* **What to produce**:
List every circuit component that the SDR schematic text below identifies by a "U" reference designator, with the role the text gives each.

* **Extracted text**:
>> Start
Schematic

Below is the main schematic of the Lite + USB Xtall V9.0 SDR. The schematic has been partitioned into separate stages, each of which is covered in a separate page of build instructions in this web site. You can click on each shaded area and view the corresponding stage builders' notes.

Main Schematic

Theory of Operation

  • This receiver is patterned on the classic "direct conversion" receiver, in that it mixes incoming RF down to audio frequencies by beating the RF against a Local oscillator such that the mixer products are in the audio frequency range.
  • Unlike the traditional DC receiver, the SDR does not "tune" the local oscillator's frequency to beat up against a desired RF signal. Instead, the local oscillator generates a fixed, "center frequency.  The beauty of an SDR design is that the operator can, in one display, "see" all activity within the design bandwidth and immediately "click" on any interesting signal within that spectrum.
  • This version (9.0) of the Softrock SDR receiver has a programmable local oscillator (U4 in the schematic below), permitting the operator to select any desired center frequency.  Frequency selection is done in a SDR program on the PC, and implemented via a USB connection and control circuit (U2 in the schematic below).  The local oscillator is the Silabs Si570, of which there are two versions:
    • LVDS - which requires U5, a high-speed, differential receiver that translates LVDS levels, with a typical differential input threshold of 100 mV, to LVTTL signal levels
    • CMOS - which does not require the translation by U5
  • While it would be tempting to use that frequency progammability to directly tune the oscillator to a specific desired frequency, the SDR design for Version 9.0 follows the SDR paradigm of providing a "chunk" of spectrum that is simultaneously detected and presented for processing in the PC.  To accomplish this, the SDR hardware must present the "chunk" of spectrum as two down-converted chunks of AF in quadrature, the "I (in-phase) and the "Q" (quadrature) outputs.
  •  Most SDR designs use the concept of a center frequency, on either side of which are arrayed the "chunk" of received frequencies in a "chunk" of the RF spectrum. For any desired center frequency, the oscilllator (U4 - red shaded area below) generates a frequency equal to 4 times the desired center frequency.  This signal is fed to a divider chain (U6 - blue shaded area below) that divides the input by 4 (with attendant phase shifts to achieve quadrature).  The divider chain then outputs two signals at the desired center frequency and one-fourth of the input frequency.  These two center frequency signals are in quadrature - each identical, differing only in phase by 90 degrees.
>> End
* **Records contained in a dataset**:
>> Start
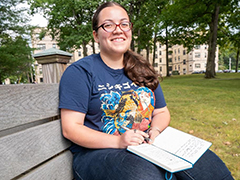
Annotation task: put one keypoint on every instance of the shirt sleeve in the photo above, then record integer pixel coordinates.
(160, 100)
(75, 89)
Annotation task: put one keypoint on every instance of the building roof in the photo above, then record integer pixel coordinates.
(52, 51)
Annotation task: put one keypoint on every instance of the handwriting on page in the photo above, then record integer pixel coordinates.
(190, 148)
(158, 155)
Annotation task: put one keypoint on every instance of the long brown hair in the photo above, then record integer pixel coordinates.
(138, 69)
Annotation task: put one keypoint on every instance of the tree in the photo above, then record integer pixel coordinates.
(15, 54)
(15, 58)
(197, 22)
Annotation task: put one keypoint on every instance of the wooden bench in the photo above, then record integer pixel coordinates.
(31, 142)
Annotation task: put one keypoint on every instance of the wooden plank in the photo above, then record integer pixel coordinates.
(25, 149)
(59, 168)
(21, 104)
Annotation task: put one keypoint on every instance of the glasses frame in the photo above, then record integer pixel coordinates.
(116, 25)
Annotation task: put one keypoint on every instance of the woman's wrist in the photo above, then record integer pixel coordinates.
(154, 128)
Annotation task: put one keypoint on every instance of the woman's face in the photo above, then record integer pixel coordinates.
(118, 41)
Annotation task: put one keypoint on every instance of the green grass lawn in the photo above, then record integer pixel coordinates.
(209, 109)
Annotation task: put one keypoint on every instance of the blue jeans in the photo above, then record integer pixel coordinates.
(119, 164)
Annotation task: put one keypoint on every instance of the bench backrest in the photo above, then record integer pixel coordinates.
(31, 142)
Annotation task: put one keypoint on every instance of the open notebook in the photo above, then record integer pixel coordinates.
(173, 150)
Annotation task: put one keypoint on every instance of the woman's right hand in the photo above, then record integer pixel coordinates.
(132, 137)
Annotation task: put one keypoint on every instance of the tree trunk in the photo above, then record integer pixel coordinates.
(212, 44)
(93, 46)
(166, 42)
(139, 43)
(84, 49)
(237, 60)
(154, 48)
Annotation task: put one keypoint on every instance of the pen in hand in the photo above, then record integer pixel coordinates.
(126, 129)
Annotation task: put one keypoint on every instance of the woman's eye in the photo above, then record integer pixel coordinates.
(107, 25)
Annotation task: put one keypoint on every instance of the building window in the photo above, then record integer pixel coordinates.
(197, 55)
(41, 46)
(197, 65)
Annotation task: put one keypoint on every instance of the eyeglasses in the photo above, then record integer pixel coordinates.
(110, 26)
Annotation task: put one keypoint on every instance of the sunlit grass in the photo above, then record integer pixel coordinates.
(209, 109)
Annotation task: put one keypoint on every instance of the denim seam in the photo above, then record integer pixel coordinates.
(78, 175)
(188, 175)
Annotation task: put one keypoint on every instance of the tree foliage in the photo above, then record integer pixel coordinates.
(15, 53)
(186, 22)
(198, 22)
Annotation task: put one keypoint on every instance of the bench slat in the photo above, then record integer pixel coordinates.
(59, 168)
(25, 149)
(21, 104)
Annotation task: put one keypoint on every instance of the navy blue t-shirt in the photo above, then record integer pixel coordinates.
(107, 96)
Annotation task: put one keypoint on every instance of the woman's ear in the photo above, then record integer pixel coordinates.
(95, 36)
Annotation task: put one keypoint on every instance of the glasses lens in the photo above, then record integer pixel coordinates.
(109, 27)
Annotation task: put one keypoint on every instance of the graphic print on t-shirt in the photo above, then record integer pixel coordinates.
(132, 109)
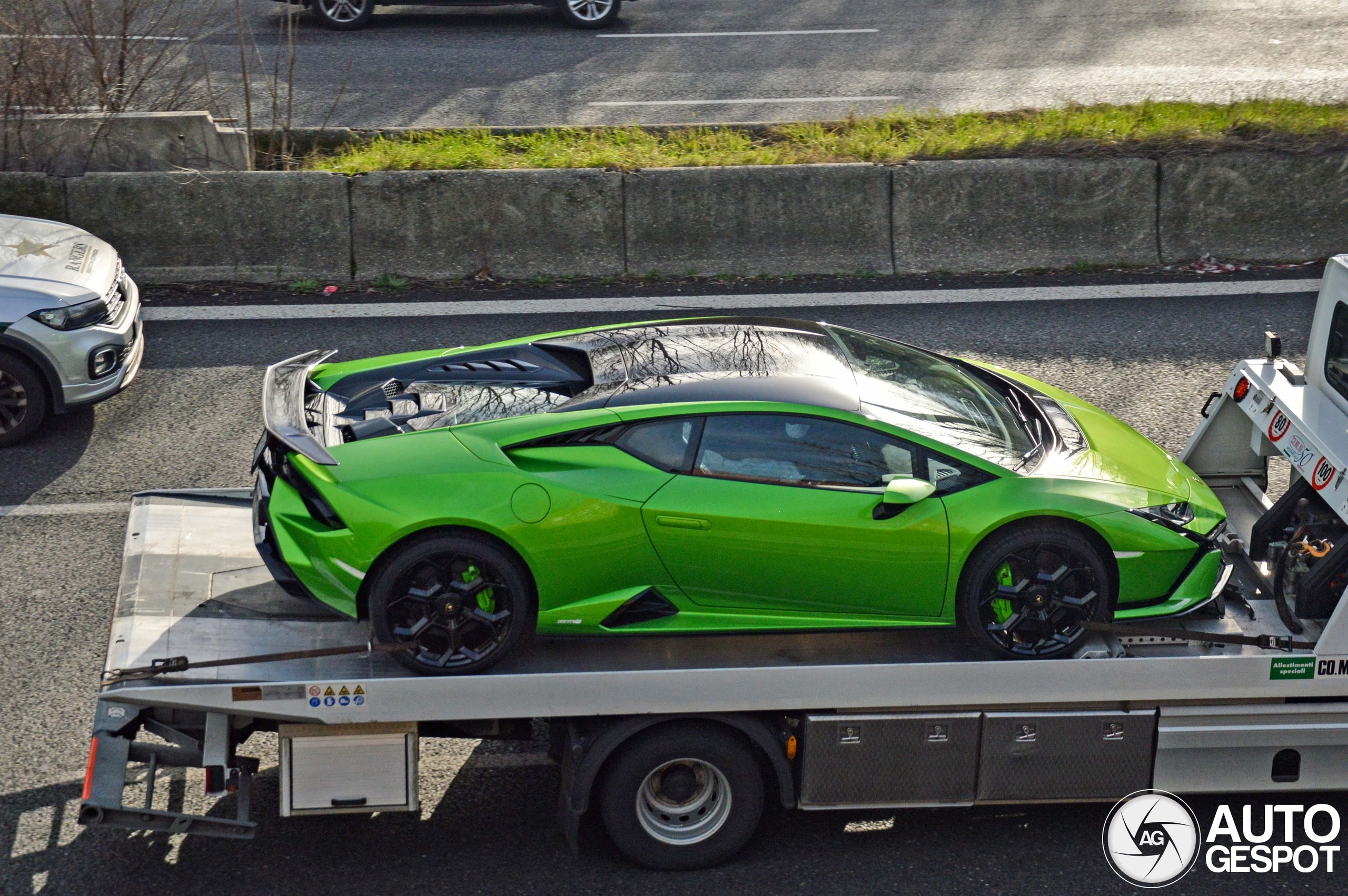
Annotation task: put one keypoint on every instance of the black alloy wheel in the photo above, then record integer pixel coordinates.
(1029, 593)
(23, 399)
(460, 601)
(343, 15)
(588, 14)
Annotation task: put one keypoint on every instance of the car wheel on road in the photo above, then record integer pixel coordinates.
(23, 399)
(682, 795)
(343, 15)
(1029, 592)
(588, 14)
(461, 601)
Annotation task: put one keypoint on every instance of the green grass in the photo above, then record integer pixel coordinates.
(390, 282)
(1145, 128)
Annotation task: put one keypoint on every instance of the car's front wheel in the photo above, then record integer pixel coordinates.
(1029, 592)
(23, 399)
(343, 15)
(459, 601)
(588, 14)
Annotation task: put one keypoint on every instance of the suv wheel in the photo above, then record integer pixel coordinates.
(343, 15)
(23, 399)
(588, 14)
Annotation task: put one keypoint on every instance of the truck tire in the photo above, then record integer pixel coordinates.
(588, 14)
(343, 15)
(1026, 591)
(23, 399)
(682, 795)
(461, 601)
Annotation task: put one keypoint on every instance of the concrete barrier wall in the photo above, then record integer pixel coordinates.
(447, 224)
(228, 225)
(1258, 206)
(1002, 215)
(758, 220)
(991, 215)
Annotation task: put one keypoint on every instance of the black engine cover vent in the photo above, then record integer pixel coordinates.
(642, 608)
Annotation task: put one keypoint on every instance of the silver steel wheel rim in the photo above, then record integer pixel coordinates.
(688, 821)
(590, 10)
(14, 402)
(343, 10)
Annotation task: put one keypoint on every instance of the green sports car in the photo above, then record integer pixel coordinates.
(716, 475)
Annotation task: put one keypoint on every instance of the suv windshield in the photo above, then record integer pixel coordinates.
(929, 395)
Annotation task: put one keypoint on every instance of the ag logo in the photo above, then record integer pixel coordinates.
(1152, 839)
(1323, 473)
(1278, 426)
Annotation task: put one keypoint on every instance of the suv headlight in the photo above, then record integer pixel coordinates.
(1171, 515)
(73, 316)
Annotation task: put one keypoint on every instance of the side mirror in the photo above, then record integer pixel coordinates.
(899, 495)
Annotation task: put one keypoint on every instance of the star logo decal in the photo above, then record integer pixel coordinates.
(27, 247)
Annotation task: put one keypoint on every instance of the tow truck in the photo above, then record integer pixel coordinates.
(1247, 694)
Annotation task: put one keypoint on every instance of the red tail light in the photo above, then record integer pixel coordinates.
(93, 758)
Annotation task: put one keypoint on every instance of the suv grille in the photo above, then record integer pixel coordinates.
(115, 298)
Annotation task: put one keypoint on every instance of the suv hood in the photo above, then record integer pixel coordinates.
(54, 259)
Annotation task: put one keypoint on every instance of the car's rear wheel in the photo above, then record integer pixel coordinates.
(1029, 592)
(682, 795)
(343, 15)
(23, 399)
(459, 601)
(588, 14)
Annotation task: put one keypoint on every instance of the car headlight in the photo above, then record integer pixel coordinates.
(73, 316)
(1171, 515)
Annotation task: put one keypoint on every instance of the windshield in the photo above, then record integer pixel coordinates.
(929, 395)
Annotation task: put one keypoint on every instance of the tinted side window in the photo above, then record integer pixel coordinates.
(663, 444)
(800, 451)
(951, 476)
(1336, 351)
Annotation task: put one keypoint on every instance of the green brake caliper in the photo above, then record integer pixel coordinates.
(485, 598)
(1002, 607)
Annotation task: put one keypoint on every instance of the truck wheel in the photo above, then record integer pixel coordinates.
(343, 15)
(1028, 592)
(23, 399)
(682, 797)
(588, 14)
(461, 601)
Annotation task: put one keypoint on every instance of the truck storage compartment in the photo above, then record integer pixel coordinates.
(889, 760)
(1055, 756)
(348, 769)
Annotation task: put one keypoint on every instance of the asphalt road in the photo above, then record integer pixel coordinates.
(487, 825)
(517, 65)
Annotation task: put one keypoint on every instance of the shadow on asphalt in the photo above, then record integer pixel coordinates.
(56, 448)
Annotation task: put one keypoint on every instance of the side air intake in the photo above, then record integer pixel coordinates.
(642, 608)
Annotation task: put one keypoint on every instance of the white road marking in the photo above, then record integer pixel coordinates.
(726, 302)
(737, 34)
(64, 510)
(747, 102)
(80, 37)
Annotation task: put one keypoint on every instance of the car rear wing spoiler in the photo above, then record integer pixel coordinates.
(283, 393)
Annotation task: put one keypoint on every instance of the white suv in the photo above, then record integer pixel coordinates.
(69, 322)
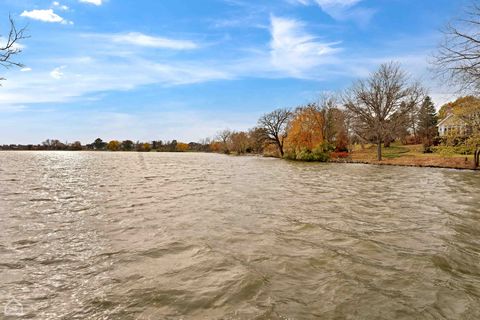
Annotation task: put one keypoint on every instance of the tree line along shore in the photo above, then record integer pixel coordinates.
(331, 130)
(386, 118)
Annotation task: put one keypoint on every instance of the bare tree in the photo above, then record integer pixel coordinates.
(224, 137)
(377, 103)
(10, 47)
(458, 56)
(275, 125)
(458, 60)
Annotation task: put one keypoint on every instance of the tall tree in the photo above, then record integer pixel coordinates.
(458, 57)
(377, 102)
(10, 47)
(224, 137)
(275, 125)
(427, 122)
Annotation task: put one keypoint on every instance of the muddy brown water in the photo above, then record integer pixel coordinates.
(98, 235)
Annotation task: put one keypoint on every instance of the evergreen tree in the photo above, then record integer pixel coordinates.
(427, 122)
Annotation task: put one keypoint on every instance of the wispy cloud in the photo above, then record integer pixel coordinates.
(57, 73)
(95, 2)
(143, 40)
(46, 15)
(341, 9)
(294, 50)
(60, 6)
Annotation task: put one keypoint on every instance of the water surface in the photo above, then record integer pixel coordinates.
(202, 236)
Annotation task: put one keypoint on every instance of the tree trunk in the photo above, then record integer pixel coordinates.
(379, 150)
(476, 158)
(280, 148)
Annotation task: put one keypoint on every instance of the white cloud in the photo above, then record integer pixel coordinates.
(47, 15)
(95, 2)
(294, 50)
(60, 6)
(341, 9)
(57, 73)
(140, 39)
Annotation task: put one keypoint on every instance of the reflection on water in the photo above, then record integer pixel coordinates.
(202, 236)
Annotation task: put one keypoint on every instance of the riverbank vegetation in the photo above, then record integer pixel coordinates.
(385, 118)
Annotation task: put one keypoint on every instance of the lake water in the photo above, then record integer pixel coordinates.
(202, 236)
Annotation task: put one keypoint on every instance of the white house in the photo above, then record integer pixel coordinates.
(453, 124)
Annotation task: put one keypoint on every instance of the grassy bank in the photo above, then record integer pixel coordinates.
(411, 155)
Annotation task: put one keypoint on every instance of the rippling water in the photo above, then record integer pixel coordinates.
(202, 236)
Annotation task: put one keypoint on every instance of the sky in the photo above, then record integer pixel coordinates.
(169, 69)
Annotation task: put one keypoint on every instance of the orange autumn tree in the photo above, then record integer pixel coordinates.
(305, 131)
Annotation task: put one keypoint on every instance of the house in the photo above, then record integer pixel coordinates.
(453, 124)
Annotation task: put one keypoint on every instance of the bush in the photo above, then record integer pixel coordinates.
(317, 155)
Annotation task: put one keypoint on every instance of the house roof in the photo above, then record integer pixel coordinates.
(456, 120)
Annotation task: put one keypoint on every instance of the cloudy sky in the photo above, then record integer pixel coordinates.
(166, 69)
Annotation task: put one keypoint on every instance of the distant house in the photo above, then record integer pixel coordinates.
(453, 124)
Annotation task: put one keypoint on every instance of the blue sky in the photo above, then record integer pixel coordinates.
(166, 69)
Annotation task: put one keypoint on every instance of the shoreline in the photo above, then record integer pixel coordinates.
(384, 162)
(411, 165)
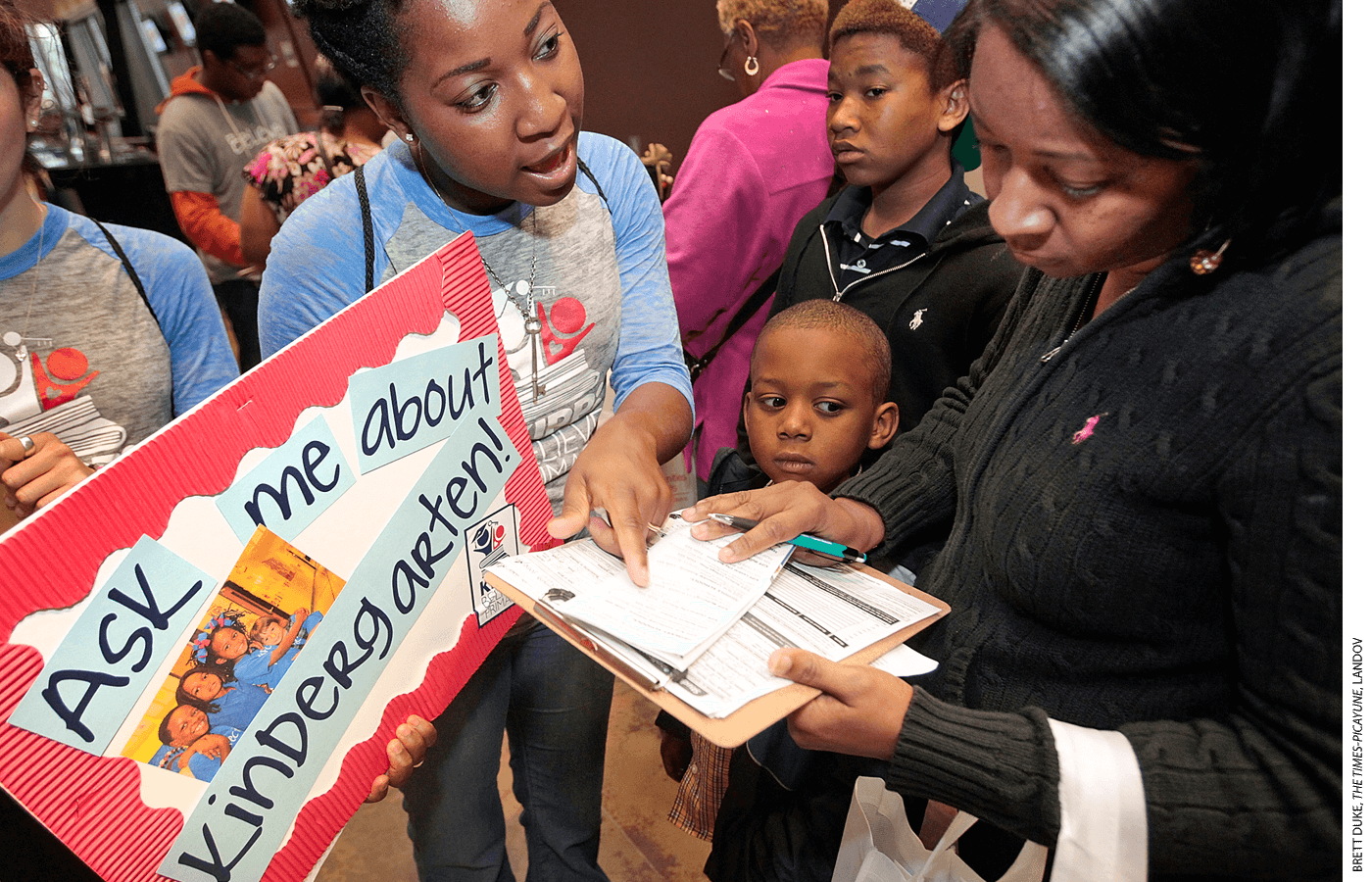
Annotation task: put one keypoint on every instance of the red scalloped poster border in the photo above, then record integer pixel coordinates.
(98, 810)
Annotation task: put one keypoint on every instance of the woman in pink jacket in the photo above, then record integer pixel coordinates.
(752, 172)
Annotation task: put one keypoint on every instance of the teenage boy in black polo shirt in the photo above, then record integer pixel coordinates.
(906, 242)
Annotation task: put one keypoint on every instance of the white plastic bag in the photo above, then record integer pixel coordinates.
(881, 847)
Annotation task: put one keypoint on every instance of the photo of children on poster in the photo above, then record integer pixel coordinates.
(258, 623)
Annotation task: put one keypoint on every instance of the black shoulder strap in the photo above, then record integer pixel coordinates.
(599, 189)
(755, 302)
(137, 284)
(127, 268)
(368, 244)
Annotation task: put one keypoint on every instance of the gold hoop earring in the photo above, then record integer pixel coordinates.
(1204, 263)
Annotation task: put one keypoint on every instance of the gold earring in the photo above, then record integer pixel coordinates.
(1204, 263)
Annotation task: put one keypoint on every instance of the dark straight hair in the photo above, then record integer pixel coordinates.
(1251, 88)
(363, 38)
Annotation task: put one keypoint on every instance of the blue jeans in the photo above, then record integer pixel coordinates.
(555, 701)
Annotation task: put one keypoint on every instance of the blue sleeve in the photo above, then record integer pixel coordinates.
(649, 339)
(184, 305)
(318, 261)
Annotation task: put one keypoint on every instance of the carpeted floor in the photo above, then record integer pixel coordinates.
(638, 844)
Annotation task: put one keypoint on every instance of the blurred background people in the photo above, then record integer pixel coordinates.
(290, 171)
(752, 171)
(217, 119)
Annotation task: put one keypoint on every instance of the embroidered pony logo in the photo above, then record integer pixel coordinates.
(1088, 429)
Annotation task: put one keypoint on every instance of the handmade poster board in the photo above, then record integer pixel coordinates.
(356, 483)
(757, 714)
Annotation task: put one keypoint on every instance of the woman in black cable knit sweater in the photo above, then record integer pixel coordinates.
(1146, 466)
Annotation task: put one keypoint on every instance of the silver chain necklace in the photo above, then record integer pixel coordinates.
(521, 290)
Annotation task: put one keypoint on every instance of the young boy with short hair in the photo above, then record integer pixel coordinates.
(908, 244)
(815, 412)
(816, 409)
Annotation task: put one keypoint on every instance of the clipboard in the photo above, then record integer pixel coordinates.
(754, 716)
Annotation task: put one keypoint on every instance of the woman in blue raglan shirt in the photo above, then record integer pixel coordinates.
(487, 103)
(89, 364)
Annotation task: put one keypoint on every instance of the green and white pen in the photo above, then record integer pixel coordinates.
(803, 541)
>> End
* **Correct result**:
- U4: the programmable local oscillator (the Silabs Si570)
- U2: the USB connection and control circuit
- U5: a high-speed differential receiver that translates LVDS levels to LVTTL signal levels, needed only with the LVDS version of the oscillator
- U6: the divider chain that divides the oscillator signal by 4 to produce two center frequency signals in quadrature